Continue the biography of Lode Van Hecke from where it stops.

#### PASSAGE TO READ:

■ ■ ■ ■ ■

Belgian Catholic prelate

Lode Van Hecke OCSO (born 16 March 1950) is a Belgian Catholic prelate who was Bishop of Ghent from 2019 to 2025. He was abbot of Orval Abbey from 2007 to November 2019. A monk since 1976, he is the only Trappist ever to be appointed bishop of a Belgian diocese.

==Life==
Van Hecke was born in Roeselare in West Flanders on 16 March 1950. After graduating from secondary school he spent a year at Bruges seminary and then studied philosophy at KU Leuven. He interrupted his studies for military service and became secretary to the head chaplain of the Belgian army. He returned to KU Leuven and earned his licenciate in philosophy with a dissertation on A. N. Whitehead. On 24 September 1976 he entered Orval Abbey and took his final vows as a Trappist on 6 March 1983. He obtained the degree of Licentiate of Sacred Theology from KU Leuven in 1988, with a thesis on Bernard of Clairvaux, and was ordained to the priesthood on 20 August 1995.

■ ■ ■ ■ ■

[Text-to-region grounding data]
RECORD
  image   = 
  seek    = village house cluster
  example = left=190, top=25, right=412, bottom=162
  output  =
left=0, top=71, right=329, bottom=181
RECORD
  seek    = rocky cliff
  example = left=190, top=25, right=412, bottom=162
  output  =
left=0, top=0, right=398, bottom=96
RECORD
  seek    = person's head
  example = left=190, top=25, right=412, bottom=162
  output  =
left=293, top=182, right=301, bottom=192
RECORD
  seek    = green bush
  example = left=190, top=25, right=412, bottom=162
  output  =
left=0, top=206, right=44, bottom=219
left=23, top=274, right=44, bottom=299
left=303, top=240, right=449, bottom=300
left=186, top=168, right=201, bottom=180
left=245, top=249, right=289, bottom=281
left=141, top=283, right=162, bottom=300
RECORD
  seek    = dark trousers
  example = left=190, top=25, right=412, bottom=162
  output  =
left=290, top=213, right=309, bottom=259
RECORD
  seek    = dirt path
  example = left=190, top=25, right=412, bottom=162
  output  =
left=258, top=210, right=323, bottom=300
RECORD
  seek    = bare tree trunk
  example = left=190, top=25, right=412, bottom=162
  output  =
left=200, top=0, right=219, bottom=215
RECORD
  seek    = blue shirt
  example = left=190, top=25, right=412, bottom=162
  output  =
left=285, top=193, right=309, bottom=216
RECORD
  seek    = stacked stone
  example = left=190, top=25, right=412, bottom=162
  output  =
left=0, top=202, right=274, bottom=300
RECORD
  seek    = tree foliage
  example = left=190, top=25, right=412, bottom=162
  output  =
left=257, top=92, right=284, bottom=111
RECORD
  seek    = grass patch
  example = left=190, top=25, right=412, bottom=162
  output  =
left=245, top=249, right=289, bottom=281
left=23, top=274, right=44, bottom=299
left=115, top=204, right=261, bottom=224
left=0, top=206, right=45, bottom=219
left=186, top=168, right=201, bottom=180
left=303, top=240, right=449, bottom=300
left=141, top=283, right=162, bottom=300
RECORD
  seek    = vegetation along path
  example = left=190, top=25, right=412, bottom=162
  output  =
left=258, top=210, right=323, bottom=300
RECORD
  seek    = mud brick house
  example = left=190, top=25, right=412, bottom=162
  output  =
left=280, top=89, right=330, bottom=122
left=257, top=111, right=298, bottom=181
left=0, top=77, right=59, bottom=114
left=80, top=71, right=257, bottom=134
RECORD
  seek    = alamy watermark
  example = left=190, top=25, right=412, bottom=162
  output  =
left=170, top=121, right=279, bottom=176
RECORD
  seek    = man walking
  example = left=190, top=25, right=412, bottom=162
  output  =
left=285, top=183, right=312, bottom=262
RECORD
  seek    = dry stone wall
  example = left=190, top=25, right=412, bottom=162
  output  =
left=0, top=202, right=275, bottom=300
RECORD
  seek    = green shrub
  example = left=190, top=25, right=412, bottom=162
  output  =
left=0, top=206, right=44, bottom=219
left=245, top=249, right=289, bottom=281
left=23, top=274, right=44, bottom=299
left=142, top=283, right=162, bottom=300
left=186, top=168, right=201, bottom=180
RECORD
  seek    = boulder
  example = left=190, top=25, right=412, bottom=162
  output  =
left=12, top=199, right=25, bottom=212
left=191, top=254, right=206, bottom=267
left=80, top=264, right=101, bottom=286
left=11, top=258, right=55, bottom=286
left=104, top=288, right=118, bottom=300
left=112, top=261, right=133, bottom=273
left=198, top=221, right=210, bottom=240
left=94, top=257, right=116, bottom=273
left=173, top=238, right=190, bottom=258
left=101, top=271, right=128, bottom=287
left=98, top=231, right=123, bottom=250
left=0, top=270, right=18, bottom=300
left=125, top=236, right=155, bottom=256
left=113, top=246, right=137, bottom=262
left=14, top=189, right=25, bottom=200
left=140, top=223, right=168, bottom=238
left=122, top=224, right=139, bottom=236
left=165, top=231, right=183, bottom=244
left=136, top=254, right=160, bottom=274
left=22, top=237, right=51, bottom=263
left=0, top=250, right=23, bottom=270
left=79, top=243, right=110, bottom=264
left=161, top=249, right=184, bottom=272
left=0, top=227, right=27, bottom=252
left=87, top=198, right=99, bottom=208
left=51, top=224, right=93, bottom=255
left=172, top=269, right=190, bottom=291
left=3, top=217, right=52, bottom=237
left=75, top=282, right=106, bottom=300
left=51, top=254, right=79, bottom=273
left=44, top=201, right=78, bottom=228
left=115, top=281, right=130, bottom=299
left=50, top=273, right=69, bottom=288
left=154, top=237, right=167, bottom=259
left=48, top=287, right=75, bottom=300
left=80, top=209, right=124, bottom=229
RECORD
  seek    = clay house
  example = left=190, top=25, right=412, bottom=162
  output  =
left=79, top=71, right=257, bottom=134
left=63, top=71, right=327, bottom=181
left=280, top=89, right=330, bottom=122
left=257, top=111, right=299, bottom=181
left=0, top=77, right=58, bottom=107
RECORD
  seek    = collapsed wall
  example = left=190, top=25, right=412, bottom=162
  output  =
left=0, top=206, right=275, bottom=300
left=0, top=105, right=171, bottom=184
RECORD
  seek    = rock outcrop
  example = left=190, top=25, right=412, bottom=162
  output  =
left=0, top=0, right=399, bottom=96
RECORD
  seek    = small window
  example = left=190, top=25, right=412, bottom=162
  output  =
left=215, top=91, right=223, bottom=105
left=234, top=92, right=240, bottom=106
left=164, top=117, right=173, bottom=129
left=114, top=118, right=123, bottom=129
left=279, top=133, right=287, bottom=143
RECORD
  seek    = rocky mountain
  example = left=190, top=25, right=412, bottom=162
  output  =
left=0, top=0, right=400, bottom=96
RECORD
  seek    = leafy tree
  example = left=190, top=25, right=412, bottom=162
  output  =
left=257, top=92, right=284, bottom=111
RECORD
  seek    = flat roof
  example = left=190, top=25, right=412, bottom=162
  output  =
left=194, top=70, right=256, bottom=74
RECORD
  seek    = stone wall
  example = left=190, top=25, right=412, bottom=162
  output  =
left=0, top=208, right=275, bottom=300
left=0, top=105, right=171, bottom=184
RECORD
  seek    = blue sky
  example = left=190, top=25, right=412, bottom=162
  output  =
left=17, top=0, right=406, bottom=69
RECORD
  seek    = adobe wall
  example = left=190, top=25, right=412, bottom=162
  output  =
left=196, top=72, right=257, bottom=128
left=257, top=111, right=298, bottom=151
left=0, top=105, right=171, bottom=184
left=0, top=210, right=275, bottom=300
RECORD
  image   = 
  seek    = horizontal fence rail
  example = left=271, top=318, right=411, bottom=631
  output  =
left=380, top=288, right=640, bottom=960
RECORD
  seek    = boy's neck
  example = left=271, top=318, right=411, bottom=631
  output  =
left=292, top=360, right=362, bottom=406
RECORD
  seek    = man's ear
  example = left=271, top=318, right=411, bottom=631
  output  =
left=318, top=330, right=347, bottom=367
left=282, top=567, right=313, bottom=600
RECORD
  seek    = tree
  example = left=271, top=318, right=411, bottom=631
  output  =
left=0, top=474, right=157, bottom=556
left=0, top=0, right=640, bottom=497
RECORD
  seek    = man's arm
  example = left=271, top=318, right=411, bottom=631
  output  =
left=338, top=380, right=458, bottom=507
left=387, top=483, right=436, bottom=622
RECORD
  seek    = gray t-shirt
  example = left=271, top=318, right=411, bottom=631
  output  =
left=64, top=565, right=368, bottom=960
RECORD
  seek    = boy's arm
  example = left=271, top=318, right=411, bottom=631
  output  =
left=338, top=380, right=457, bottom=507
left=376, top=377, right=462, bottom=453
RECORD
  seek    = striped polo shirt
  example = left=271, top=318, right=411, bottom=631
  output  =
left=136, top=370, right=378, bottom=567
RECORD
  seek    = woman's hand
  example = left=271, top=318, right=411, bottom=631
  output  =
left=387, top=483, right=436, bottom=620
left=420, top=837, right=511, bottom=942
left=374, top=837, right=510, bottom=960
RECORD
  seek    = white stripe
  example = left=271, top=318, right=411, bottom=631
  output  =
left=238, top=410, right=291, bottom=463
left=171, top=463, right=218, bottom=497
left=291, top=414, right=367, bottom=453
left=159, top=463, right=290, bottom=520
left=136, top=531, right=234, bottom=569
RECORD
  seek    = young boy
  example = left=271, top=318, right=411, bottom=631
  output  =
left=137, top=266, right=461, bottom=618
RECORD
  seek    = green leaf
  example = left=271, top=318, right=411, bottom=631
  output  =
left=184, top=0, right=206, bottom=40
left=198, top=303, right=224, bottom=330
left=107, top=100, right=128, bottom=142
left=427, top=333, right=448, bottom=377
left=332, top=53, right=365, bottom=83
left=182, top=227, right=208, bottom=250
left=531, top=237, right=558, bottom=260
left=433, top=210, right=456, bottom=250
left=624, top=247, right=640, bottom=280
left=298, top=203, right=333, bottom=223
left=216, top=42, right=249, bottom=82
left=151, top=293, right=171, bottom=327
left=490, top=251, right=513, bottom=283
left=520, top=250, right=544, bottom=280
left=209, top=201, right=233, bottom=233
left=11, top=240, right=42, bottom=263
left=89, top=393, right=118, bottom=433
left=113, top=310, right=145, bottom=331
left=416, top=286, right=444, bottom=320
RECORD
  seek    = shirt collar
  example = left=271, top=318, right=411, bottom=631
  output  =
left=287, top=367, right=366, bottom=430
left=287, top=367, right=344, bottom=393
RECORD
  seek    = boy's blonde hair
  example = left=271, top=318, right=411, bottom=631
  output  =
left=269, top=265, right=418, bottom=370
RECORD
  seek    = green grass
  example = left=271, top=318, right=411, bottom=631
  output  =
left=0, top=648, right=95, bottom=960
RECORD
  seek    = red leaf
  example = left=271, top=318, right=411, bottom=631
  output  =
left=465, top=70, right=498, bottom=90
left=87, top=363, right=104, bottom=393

■ ■ ■ ■ ■

#### ANSWER BOX:
At Orval he served as novice master from 1990 to 1998, brewery director from 1998 to 2001, and prior and bursar from 2000 to 2002. He left the Abbey to work as secretary to the Abbot General of the Cistercians in Rome from 2002 to 2004. Returning to Orval, in 2005 he became guestmaster. He was elected Abbot of Orval on 25 January 2007 and installed on 2 June.

Pope Francis appointed him bishop of Ghent on 27 November 2019. He received his episcopal consecration from Jozef De Kesel, Archbishop of Mechelen-Brussels, on 23 February 2020 in a service attended by Queen Paola and representatives of the Muslim and Jewish communities; Trappist beer was served at the reception that followed.

On 16 March 2025, having reached the age of 75, he tendered his resignation as bishop. Pope Leo XIV accepted his resignation on 30 June 2025.

==Writings==
- "Le désir dans l'expérience religieuse. L'homme réunifié. Relecture de saint Bernard" (1990)
- "Méditer avec Saint Bernard" (2015)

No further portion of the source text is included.